*Extracted text*
<<<<

Among the heavy metals As, Cd, Pb, Cr, Cu, Hg and Ni are of major concern, mainly due to their presence at relatively high concentrations in drinking water and their effects on human health [8]. Among the heavy metals, As, Cd and Pb have extensively been studied for their public health effects [2,8].

Smith et al. [10] reported that drinking 1 L/day water with As of 50 μg/L over one’s life time could lead to cancer of the liver, lung, kidney or bladder in 13 per 1000 persons. Another study reports an increased occurrence of skin lesions from As dose of 0.0012 mg/kg/ day through drinking water [11]. Arain et al. [12] reports moderate correlation between As in drinking water and respiratory disorders. As was reported to be detrimental to the central nervous system and cognitive development in children [13]. It was also found to accumulate in fingernails and hair [14].

Sub-chronic effects, such as the risk of still births, were increased by six fold in women who consumed drinking water with As ≥ 200 μg/L during pregnancy [15]. As in drinking water is one of the major issues in more than 30 countries [16]. Next to As, Pb was most investigated in the context of its public health effects. Pb can affect the central nervous, renal, hematopoietic, cardiovascular, gastrointestinal, musculoskeletal, endocrinological, reproductive, neurological, developmental and immunological systems [8] although significant fractions of Pb could be attributed to drinking water other sources such as Pb paint, dust and leaded gas could be the important sources of Pb [8]. The third most frequently reported heavy metal in drinking water is Cd, and it has been identified as a public health concern [2,8,17,18]. Cd contaminated drinking water is also linked to chronic renal failure [8,19]. Gobe and Crane [20] reported kidney failure due to long term exposure to Cd. Chronic exposure to Cd could lead to anemia, anosmia (loss of sense of smell), cardiovascular diseases, renal problems, osteoporosis and hypertension [8]. Cd can cause both acute and chronic intoxications [21]. It is highly toxic to the kidney. Upon long exposure at low concentrations, it could become deposited in the kidney, ultimately leading to kidney disease, fragile bones and lung damage [22]. Experiments on animals show that 50% of Cd absorbed in the lungs [23]. Henson and Chedrese [24] report the association of Cd exposure during pregnancy with premature birth and reduced birth weights.

>>>>

*Exercise goal*
Reproduce word for word the stretch of the passage on heavy metals in drinking water from "Among the heavy metals As, Cd, Pb, Cr, Cu, Hg" through "health effects [2,8].".

*Source information*
<<<<

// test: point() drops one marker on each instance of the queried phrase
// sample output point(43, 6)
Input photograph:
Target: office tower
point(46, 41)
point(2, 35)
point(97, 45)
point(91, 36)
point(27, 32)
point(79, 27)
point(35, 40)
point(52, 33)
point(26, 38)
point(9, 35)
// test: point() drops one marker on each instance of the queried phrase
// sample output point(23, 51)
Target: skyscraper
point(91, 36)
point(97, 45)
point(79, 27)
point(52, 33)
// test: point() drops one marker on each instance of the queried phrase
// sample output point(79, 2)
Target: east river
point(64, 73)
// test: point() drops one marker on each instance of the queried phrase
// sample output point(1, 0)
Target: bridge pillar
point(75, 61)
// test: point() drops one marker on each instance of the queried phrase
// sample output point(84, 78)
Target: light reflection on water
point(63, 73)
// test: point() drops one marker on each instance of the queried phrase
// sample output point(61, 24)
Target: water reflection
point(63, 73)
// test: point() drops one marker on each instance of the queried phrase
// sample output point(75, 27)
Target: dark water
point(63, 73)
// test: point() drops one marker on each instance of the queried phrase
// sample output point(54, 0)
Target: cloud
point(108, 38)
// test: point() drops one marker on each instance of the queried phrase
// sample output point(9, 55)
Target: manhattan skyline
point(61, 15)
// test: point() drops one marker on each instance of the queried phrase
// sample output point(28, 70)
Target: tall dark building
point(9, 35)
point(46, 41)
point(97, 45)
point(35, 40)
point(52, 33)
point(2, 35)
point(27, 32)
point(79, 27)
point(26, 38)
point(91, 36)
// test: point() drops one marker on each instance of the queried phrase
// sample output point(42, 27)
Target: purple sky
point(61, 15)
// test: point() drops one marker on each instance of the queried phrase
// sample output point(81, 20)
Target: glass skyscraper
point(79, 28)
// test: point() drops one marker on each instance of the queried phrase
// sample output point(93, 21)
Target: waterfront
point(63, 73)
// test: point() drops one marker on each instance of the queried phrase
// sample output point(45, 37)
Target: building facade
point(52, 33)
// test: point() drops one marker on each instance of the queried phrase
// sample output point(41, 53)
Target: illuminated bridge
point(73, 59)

>>>>

*Reply to the task*
Among the heavy metals As, Cd, Pb, Cr, Cu, Hg and Ni are of major concern, mainly due to their presence at relatively high concentrations in drinking water and their effects on human health [8]. Among the heavy metals, As, Cd and Pb have extensively been studied for their public health effects [2,8].